Extracted information »
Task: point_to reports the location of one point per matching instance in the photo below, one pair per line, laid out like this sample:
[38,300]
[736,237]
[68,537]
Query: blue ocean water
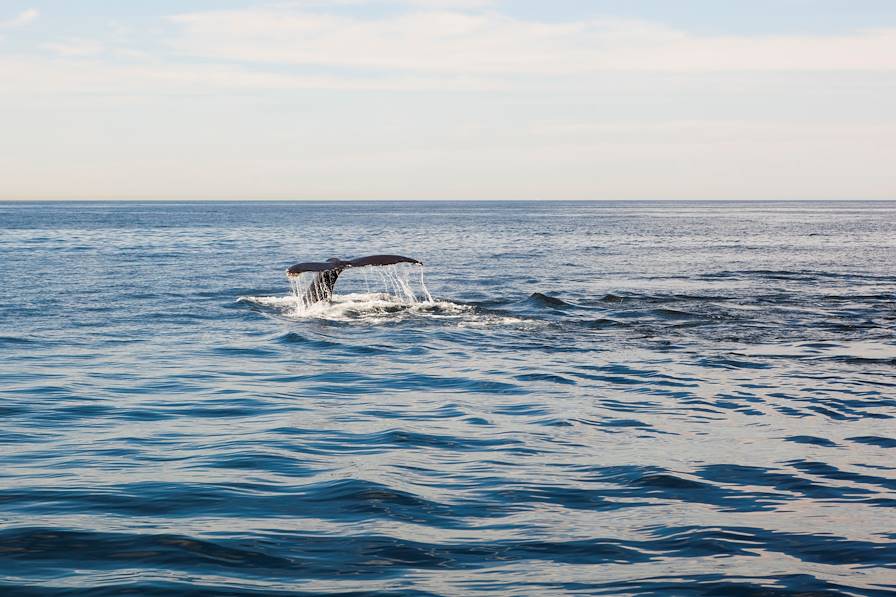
[602,398]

Exercise description »
Copy the records above word for word, with every line in its original order. Leave out the pictures.

Answer to the exercise »
Task: point_to reports the location of one point per matching instance in the photo below, one pair per line, laid out like this sample:
[38,300]
[736,237]
[68,537]
Query: blue ocean water
[602,398]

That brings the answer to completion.